Each line below from the one containing "If you could pick out the blurred" through the one containing "If you could pick out the arena" should be output exactly as it stands, and no other line should appear.

Available data:
= = =

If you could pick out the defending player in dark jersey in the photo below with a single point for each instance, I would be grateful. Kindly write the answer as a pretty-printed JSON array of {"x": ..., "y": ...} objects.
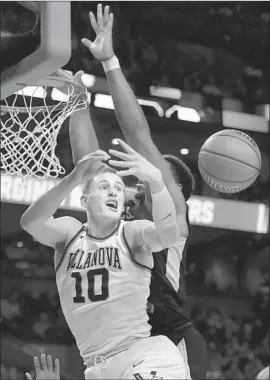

= = =

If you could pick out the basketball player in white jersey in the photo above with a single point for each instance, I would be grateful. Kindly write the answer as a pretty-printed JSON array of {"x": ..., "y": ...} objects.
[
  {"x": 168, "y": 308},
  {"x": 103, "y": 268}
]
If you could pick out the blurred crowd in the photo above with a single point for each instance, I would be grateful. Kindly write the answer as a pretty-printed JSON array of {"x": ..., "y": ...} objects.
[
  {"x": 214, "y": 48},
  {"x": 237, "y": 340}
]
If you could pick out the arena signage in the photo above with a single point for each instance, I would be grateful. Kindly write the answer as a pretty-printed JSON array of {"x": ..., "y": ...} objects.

= = =

Task answer:
If you could pick out the blurred crowd in the photo above with a single point for each instance, I would be grateful. Kindly write the answer as a pretty-printed JSON array of {"x": ..., "y": ...} objects.
[
  {"x": 214, "y": 48},
  {"x": 237, "y": 340}
]
If you could pick out the arena signage in the photo above with a single point for each instance, I would be grateful. Kindly write the answer as a pretty-printed JSON array of {"x": ..., "y": ...} objects.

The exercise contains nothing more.